— Begin —

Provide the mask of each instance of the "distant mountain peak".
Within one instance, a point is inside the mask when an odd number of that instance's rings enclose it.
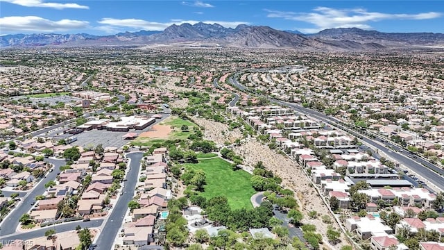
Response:
[[[329,28],[316,34],[280,31],[267,26],[239,24],[235,28],[202,22],[172,24],[163,31],[139,31],[111,35],[16,34],[0,36],[0,47],[145,45],[291,49],[305,51],[359,51],[411,45],[444,44],[444,34],[386,33],[359,28]],[[189,45],[192,44],[192,45]]]

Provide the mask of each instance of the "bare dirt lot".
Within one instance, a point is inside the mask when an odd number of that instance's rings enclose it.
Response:
[[[230,131],[228,125],[221,122],[201,117],[193,117],[193,119],[198,125],[205,128],[204,136],[205,138],[212,140],[218,144],[223,144],[227,141],[234,143],[236,139],[242,138],[242,133],[239,128]]]
[[[171,132],[171,126],[155,124],[148,131],[141,133],[139,138],[150,138],[164,139],[168,138],[168,134]]]
[[[234,129],[230,131],[226,124],[205,118],[194,117],[194,119],[199,126],[205,128],[205,139],[213,140],[218,144],[223,144],[225,141],[232,142],[236,140],[235,138],[242,138],[240,130]],[[268,146],[262,144],[255,138],[243,140],[240,145],[234,146],[232,149],[236,153],[242,156],[244,164],[247,168],[253,169],[258,161],[262,161],[267,169],[282,178],[282,184],[284,187],[288,187],[295,192],[296,196],[295,198],[298,200],[300,210],[305,216],[302,222],[316,225],[316,231],[323,236],[324,247],[331,249],[338,249],[341,246],[348,244],[343,235],[341,237],[341,243],[335,246],[328,243],[325,235],[329,224],[323,222],[321,217],[327,215],[332,222],[334,220],[315,188],[311,186],[311,183],[305,176],[300,166],[287,156],[279,154],[275,151],[270,149]],[[309,217],[308,213],[312,210],[317,212],[316,218]],[[339,228],[339,226],[335,224],[332,225],[336,228]]]

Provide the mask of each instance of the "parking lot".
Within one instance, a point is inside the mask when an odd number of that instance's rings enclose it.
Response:
[[[162,122],[168,116],[168,115],[166,115],[164,116],[164,118],[157,119],[153,125]],[[80,146],[82,147],[94,147],[101,144],[103,147],[115,147],[119,148],[131,141],[130,140],[124,140],[122,138],[123,135],[128,133],[136,133],[138,135],[140,135],[142,133],[151,129],[153,125],[151,125],[143,130],[130,129],[128,132],[117,132],[93,129],[77,135],[70,135],[70,136],[75,136],[77,138],[77,140],[72,142],[71,145]]]

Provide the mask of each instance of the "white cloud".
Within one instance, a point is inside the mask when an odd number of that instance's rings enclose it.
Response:
[[[182,5],[186,5],[188,6],[193,6],[193,7],[200,7],[200,8],[213,8],[214,7],[214,6],[210,4],[210,3],[204,3],[203,1],[196,1],[194,3],[191,3],[191,2],[187,2],[187,1],[182,1],[181,3]]]
[[[44,3],[42,0],[0,0],[25,7],[53,8],[62,10],[65,8],[89,9],[89,7],[77,3]]]
[[[268,12],[267,17],[282,18],[287,20],[305,22],[314,25],[308,28],[298,28],[304,33],[316,33],[330,28],[356,27],[370,29],[370,22],[389,19],[428,19],[438,18],[443,13],[429,12],[418,14],[390,14],[368,12],[362,8],[335,9],[328,7],[315,8],[311,12],[294,12],[264,10]]]
[[[235,28],[239,24],[249,24],[246,22],[225,22],[225,21],[195,21],[173,19],[169,22],[155,22],[138,19],[119,19],[115,18],[103,18],[97,22],[101,24],[105,24],[105,26],[101,26],[101,30],[111,30],[111,27],[130,28],[134,29],[144,29],[146,31],[163,31],[166,28],[173,24],[180,25],[188,23],[195,24],[202,22],[205,24],[217,23],[226,28]]]
[[[88,27],[86,21],[62,19],[51,21],[35,16],[0,17],[1,32],[53,32],[80,29]]]

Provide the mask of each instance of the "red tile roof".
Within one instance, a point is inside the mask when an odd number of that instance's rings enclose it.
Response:
[[[388,236],[373,237],[372,240],[375,241],[379,245],[383,247],[389,247],[391,246],[396,246],[398,244],[400,244],[400,242],[398,241],[396,238],[390,238]]]

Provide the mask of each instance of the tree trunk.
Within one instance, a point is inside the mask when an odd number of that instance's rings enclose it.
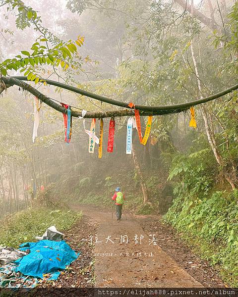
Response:
[[[184,10],[188,11],[190,13],[193,14],[194,17],[203,23],[212,31],[216,30],[218,32],[220,32],[220,28],[216,22],[214,21],[214,20],[212,19],[212,18],[208,17],[205,15],[205,14],[203,14],[203,13],[201,12],[198,9],[194,9],[192,7],[192,3],[191,5],[189,5],[188,4],[188,1],[185,0],[175,0],[175,1],[180,5]],[[192,10],[193,10],[193,12]]]
[[[190,34],[191,36],[191,34]],[[191,53],[192,55],[192,61],[193,62],[193,65],[194,65],[195,71],[196,73],[196,76],[197,78],[198,89],[199,91],[200,97],[201,99],[203,98],[203,96],[202,95],[202,89],[201,84],[201,81],[199,77],[199,73],[198,72],[198,68],[197,67],[197,62],[196,61],[196,57],[195,56],[194,51],[193,50],[193,40],[191,40]],[[211,148],[212,149],[213,153],[214,154],[215,157],[216,158],[216,160],[220,165],[222,165],[223,163],[222,157],[221,155],[218,148],[216,142],[216,139],[215,138],[214,133],[213,131],[211,131],[211,128],[209,127],[209,125],[208,123],[208,119],[207,118],[207,115],[206,112],[206,109],[204,107],[202,106],[201,107],[202,114],[202,117],[203,118],[203,120],[204,121],[205,123],[205,128],[206,130],[206,133],[207,134],[207,139],[208,140],[208,142],[211,146]],[[225,178],[227,180],[227,181],[229,183],[232,187],[233,190],[236,189],[236,186],[234,181],[232,180],[231,177],[229,176],[228,174],[225,174]]]
[[[143,196],[144,198],[143,203],[146,203],[149,200],[149,194],[148,192],[147,187],[146,186],[146,183],[145,183],[145,180],[144,179],[144,176],[143,175],[143,173],[141,170],[140,165],[139,162],[139,161],[138,160],[136,153],[135,152],[135,150],[134,148],[134,146],[133,145],[132,146],[131,150],[132,151],[133,159],[135,164],[135,167],[138,176],[139,177],[140,186],[142,190]]]

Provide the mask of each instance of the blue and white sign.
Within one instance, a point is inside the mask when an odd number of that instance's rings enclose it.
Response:
[[[131,154],[131,144],[132,143],[132,118],[128,119],[126,129],[126,150],[127,154]]]

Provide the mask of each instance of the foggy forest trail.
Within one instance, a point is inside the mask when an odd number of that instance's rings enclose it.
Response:
[[[72,208],[82,210],[84,216],[99,225],[96,232],[99,242],[95,243],[94,248],[96,287],[202,286],[200,282],[172,258],[173,250],[170,254],[163,250],[159,245],[163,242],[161,241],[165,241],[164,238],[155,236],[157,245],[154,245],[153,242],[149,244],[155,230],[147,230],[144,228],[145,222],[148,226],[150,221],[154,222],[155,219],[158,221],[158,217],[127,214],[126,220],[122,214],[121,221],[118,222],[115,214],[113,213],[112,217],[112,212],[109,211],[80,205],[74,205]],[[95,234],[92,235],[95,243]],[[125,235],[128,243],[121,243],[121,237],[126,240]],[[134,241],[136,235],[138,237],[137,244]],[[141,235],[143,237],[141,244]],[[209,285],[212,281],[209,279],[214,281],[217,286],[221,285],[218,279],[213,278],[215,277],[213,274],[211,276],[206,273],[203,273],[205,276],[202,279],[203,285]]]

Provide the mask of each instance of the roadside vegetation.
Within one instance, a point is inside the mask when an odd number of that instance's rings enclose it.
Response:
[[[0,245],[17,248],[19,244],[36,241],[54,225],[59,231],[69,229],[81,217],[81,213],[68,209],[30,208],[7,216],[0,221]]]

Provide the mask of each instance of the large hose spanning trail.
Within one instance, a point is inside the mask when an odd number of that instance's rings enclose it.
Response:
[[[54,109],[61,112],[62,113],[67,113],[67,109],[63,106],[61,106],[58,103],[55,102],[52,99],[49,98],[44,94],[42,94],[39,91],[32,87],[30,85],[20,80],[16,77],[11,76],[6,76],[2,77],[2,81],[7,86],[13,86],[15,85],[22,88],[23,90],[29,92],[33,95],[41,100],[43,102],[47,104],[49,106],[51,106]],[[47,80],[48,81],[48,80]],[[57,82],[55,82],[57,83]],[[65,85],[65,86],[67,86]],[[69,87],[68,86],[68,87]],[[77,89],[77,88],[75,88]],[[142,115],[165,115],[170,113],[175,113],[177,112],[180,112],[181,111],[186,110],[187,108],[183,108],[182,110],[158,110],[152,111],[147,111],[140,110],[140,114]],[[77,111],[72,110],[71,113],[72,116],[78,117],[82,116],[81,111]],[[132,109],[124,109],[123,110],[114,110],[112,111],[106,111],[105,112],[87,112],[84,116],[85,118],[103,118],[108,117],[121,117],[133,115],[134,111]]]
[[[2,77],[2,79],[6,84],[10,85],[16,85],[17,86],[19,86],[23,89],[29,92],[30,93],[42,100],[43,102],[55,109],[56,109],[57,110],[58,110],[59,111],[60,111],[63,113],[66,113],[66,109],[64,107],[61,106],[57,103],[56,103],[51,99],[41,93],[30,85],[28,85],[28,84],[22,81],[23,80],[27,80],[27,78],[26,76],[6,76]],[[130,107],[128,106],[128,103],[127,102],[114,100],[110,98],[107,98],[100,95],[98,95],[97,94],[78,89],[75,87],[68,86],[65,84],[63,84],[55,81],[44,78],[42,79],[45,81],[47,84],[49,85],[60,87],[60,88],[62,88],[66,90],[80,94],[82,95],[90,97],[91,98],[93,98],[103,102],[105,102],[119,106],[130,108]],[[238,89],[238,84],[233,86],[232,87],[221,92],[214,94],[213,95],[203,98],[202,99],[199,99],[198,100],[195,100],[188,102],[175,104],[173,105],[154,106],[136,104],[135,105],[135,107],[139,110],[140,114],[142,115],[163,115],[172,113],[177,113],[186,110],[189,107],[192,106],[196,105],[202,103],[205,103],[206,102],[208,102],[209,101],[211,101],[212,100],[214,100],[214,99],[216,99],[217,98],[221,97],[222,96],[228,94],[232,91],[237,90],[237,89]],[[114,111],[108,111],[105,112],[87,112],[84,117],[87,118],[100,118],[116,116],[125,116],[131,115],[132,114],[134,114],[134,111],[133,110],[130,108],[128,110],[115,110]],[[75,110],[72,111],[72,116],[78,117],[79,116],[81,116],[81,112],[80,111],[76,111]]]

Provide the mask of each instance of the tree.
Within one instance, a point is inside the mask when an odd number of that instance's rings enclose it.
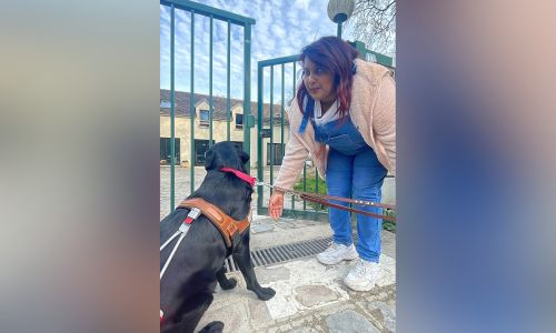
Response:
[[[367,49],[394,53],[396,49],[396,1],[356,0],[346,30]]]

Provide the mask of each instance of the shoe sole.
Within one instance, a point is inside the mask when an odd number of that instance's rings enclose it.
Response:
[[[340,263],[342,261],[353,261],[353,260],[356,260],[358,258],[359,258],[359,254],[356,254],[354,258],[342,258],[339,261],[329,261],[329,262],[326,262],[326,261],[320,260],[320,258],[318,258],[318,255],[317,255],[317,261],[319,263],[324,264],[324,265],[335,265],[335,264],[338,264],[338,263]]]

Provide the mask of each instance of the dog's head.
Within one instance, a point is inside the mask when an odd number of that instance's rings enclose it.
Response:
[[[212,145],[205,155],[205,169],[207,171],[231,168],[247,172],[245,164],[249,162],[249,155],[237,143],[222,141]]]

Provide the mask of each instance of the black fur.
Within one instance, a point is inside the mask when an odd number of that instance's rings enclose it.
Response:
[[[247,172],[249,155],[231,142],[216,143],[207,151],[207,175],[189,198],[202,198],[217,205],[235,220],[244,220],[249,213],[252,188],[232,173],[220,171],[234,168]],[[177,209],[160,222],[160,244],[166,242],[186,219],[189,210]],[[160,269],[166,263],[177,239],[160,252]],[[275,295],[270,287],[261,287],[255,276],[249,252],[249,229],[229,253],[218,229],[200,215],[189,229],[178,251],[160,281],[160,309],[165,311],[161,332],[193,332],[202,314],[212,302],[216,283],[224,290],[234,289],[235,279],[225,275],[224,261],[231,254],[238,264],[247,289],[260,300]],[[221,332],[221,322],[211,322],[201,332]]]

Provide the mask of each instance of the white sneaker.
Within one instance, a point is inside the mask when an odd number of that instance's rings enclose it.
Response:
[[[317,254],[317,260],[325,265],[334,265],[342,260],[354,260],[358,258],[357,251],[355,251],[354,244],[346,246],[344,244],[330,243],[330,246],[324,252]]]
[[[369,291],[383,275],[384,272],[378,263],[359,259],[355,268],[344,279],[344,283],[355,291]]]

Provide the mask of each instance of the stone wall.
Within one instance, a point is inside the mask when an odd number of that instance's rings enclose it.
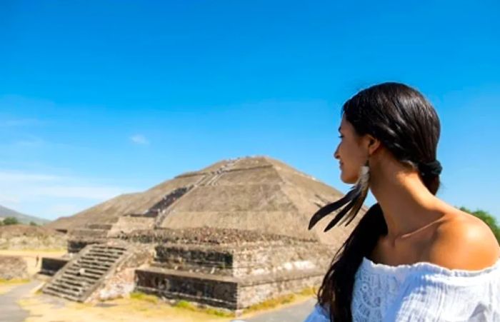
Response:
[[[136,290],[166,298],[236,310],[238,283],[214,277],[176,271],[139,269],[136,271]]]
[[[55,258],[53,257],[42,257],[40,273],[54,276],[56,273],[69,261],[69,258]]]
[[[113,241],[108,245],[113,245]],[[124,246],[123,242],[116,245]],[[104,277],[101,285],[87,298],[87,302],[107,301],[125,296],[135,288],[135,271],[153,261],[154,250],[151,246],[127,245],[129,254]]]
[[[239,247],[169,244],[155,249],[156,266],[241,278],[326,270],[331,258],[324,245],[312,242],[254,243]]]
[[[324,274],[288,276],[267,283],[242,284],[238,288],[239,308],[248,308],[266,300],[321,285]]]
[[[29,277],[24,259],[20,256],[0,256],[0,279],[25,279]]]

— End —

● EXERCISE DESCRIPTION
Report every line above that contains the word "tree", copying each one in full.

● WRITTEN REPLY
Provide the mask of each instance of the tree trunk.
Provide the mask of each instance of the tree.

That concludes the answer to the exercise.